▶ [Aim of the task]:
Everything from the line containing "Note to the class: identify the dirt" down to the last line of the entries below must be transcribed exactly, and nothing else.

*** Material ***

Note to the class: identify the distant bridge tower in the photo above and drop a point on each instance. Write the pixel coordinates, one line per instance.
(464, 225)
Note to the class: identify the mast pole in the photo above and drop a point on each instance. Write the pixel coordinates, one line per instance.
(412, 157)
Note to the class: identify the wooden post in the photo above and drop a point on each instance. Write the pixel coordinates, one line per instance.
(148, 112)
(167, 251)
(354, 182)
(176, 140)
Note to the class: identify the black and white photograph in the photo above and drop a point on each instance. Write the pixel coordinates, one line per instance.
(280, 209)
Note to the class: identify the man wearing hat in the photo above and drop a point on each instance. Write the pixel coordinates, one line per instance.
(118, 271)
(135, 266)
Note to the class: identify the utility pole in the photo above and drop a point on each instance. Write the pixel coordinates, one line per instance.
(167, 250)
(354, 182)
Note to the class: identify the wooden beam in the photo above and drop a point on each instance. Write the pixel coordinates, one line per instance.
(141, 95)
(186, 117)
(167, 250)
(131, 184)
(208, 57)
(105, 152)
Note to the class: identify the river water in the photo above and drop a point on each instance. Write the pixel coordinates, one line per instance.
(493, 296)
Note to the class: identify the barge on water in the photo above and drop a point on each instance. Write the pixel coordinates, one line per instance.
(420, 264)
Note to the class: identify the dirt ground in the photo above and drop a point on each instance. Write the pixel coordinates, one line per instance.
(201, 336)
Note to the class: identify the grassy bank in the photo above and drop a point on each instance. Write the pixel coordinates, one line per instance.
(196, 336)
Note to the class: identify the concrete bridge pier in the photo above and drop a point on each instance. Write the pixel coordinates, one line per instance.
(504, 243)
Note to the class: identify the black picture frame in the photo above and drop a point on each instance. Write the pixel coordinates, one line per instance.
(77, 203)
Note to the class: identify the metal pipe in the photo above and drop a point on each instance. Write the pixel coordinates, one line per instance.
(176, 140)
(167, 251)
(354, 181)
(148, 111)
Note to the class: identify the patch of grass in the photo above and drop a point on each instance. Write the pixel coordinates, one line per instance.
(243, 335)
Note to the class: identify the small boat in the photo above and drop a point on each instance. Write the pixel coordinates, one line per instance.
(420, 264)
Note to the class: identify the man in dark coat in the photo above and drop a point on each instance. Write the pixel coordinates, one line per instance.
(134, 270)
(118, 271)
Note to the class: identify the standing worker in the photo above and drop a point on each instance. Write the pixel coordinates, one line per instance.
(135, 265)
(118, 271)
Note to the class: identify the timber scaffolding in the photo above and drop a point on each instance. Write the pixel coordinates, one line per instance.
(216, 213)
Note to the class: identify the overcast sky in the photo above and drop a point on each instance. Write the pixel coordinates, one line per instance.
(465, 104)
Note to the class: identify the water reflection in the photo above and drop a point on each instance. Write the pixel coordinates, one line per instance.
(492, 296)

***

▶ [Worked answer]:
Note to the class: identify the dirt ground in the photo above and drop a point on each instance. Write the pixel coordinates, one line per instance.
(201, 336)
Note to the class: identify the grassy bank in the photo above and drop a point on each instance. Write the pixel coordinates, one line per instance.
(196, 336)
Note to the class: identify the concrete bridge pier in the photo above and drop a point on each instance. Write the pixel coordinates, one line per instance.
(504, 243)
Note to the class: identify the black picture frame in the photo above and drop a point on each instance. Write the pixel coordinates, one line per instance.
(77, 203)
Note to the class: identify the metal pipe in the photo above and drop a point on each instance. Write the pixel coordinates, one line per instance.
(176, 140)
(167, 251)
(354, 181)
(148, 111)
Note to the class: identify the patch of grass in the photo above and drop a point on each instance. Write the pixel coordinates, one line per instance.
(243, 335)
Note to the class: identify the small boat in the photo above and drop a point on each instance. Write the pixel coordinates, one line per instance.
(420, 264)
Note to the class: identify the man in dark coat in the photo above and drop a point on each instance. Write the pixel coordinates, one line per instance.
(134, 270)
(118, 271)
Note to the class: identify the standing worker in the photo above and drop a point on each instance. Write the pixel coordinates, one line per instance.
(135, 265)
(118, 271)
Note to the class: identify the timber scaffolding in the photo above and drop a point on each instance. Write the pixel coordinates, one line per instance.
(216, 213)
Note to the class: identify the overcast sky in the photo above and drop a point on each instance. Write the pixel coordinates, one line per instance.
(465, 104)
Note to the class: identify the water reflection in the photo above and drop a point on each instance. Write the pixel coordinates, one line per instance.
(492, 296)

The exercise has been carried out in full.